> **SOURCE DATA**:
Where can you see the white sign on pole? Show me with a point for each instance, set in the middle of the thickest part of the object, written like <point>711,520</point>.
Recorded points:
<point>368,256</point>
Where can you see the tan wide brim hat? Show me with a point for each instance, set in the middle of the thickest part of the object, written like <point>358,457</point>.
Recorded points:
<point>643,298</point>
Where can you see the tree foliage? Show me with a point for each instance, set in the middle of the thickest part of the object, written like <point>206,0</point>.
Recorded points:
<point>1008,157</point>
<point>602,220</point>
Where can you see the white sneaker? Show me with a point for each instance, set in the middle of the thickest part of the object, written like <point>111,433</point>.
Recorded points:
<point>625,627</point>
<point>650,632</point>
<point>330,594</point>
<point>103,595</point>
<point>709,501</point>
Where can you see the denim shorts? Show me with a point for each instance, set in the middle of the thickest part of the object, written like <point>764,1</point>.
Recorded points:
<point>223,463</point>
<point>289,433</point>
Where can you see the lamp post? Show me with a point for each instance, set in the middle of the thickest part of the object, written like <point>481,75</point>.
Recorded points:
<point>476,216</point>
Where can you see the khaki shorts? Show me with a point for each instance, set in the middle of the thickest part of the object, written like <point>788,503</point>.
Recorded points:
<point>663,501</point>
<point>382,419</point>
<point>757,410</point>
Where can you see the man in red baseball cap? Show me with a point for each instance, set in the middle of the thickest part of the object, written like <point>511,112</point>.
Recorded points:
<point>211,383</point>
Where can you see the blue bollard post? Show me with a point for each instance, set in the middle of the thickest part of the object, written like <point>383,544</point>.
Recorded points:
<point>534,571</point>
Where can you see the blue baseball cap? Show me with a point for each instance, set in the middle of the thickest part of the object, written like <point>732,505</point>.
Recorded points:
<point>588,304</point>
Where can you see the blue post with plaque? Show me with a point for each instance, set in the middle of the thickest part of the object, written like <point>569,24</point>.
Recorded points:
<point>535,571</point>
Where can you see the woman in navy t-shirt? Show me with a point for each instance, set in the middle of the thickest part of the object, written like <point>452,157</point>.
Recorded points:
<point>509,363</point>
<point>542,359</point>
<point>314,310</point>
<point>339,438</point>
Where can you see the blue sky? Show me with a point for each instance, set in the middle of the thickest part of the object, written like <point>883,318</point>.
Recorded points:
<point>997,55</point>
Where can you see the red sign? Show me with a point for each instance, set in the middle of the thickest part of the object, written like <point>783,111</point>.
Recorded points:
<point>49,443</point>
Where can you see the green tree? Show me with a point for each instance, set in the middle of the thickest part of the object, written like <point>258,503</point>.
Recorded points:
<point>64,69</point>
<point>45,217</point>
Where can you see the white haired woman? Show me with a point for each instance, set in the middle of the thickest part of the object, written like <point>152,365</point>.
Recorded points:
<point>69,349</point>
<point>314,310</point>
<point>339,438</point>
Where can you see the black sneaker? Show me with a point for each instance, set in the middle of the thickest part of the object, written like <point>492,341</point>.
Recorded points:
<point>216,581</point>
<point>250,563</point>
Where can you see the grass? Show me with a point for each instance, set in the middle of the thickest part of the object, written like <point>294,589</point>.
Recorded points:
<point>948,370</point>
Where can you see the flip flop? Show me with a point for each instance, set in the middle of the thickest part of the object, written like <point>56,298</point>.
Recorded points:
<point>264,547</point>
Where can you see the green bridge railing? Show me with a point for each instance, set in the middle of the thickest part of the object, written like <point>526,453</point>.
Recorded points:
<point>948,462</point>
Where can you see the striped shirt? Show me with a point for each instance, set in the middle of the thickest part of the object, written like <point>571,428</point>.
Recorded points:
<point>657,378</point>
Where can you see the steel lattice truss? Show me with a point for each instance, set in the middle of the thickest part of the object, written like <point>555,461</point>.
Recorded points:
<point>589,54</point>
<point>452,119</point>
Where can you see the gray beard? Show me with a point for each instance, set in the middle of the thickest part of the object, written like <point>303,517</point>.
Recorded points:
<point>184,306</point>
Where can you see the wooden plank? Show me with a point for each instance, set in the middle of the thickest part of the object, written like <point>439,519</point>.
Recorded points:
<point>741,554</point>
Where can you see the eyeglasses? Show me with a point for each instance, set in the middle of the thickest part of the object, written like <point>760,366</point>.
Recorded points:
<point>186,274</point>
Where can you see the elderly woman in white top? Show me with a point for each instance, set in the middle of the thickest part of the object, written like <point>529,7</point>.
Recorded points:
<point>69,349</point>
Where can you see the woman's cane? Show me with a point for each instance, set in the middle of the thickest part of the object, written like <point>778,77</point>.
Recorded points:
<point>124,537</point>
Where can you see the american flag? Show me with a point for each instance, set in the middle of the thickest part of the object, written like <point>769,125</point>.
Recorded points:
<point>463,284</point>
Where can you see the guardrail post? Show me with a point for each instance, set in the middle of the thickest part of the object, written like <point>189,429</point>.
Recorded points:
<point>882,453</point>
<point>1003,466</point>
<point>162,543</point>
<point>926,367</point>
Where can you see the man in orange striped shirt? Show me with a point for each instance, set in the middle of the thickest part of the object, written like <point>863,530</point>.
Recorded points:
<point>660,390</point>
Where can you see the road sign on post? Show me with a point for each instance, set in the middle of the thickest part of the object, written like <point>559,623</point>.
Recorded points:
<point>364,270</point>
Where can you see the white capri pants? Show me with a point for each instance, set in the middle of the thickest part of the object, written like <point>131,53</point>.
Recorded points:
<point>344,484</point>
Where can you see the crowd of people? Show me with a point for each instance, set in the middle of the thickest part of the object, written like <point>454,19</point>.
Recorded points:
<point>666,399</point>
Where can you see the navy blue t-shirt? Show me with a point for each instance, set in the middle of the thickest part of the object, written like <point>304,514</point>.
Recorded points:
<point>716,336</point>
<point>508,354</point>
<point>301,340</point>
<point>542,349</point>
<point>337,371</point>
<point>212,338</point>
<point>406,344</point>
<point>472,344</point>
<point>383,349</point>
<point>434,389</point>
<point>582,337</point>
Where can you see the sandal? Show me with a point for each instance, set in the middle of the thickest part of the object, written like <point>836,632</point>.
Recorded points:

> **TASK TO CARRY OUT**:
Nothing but a number should be given for this: how many lines in the entries above contain "baseball"?

> **REPLY TO THE EXERCISE**:
2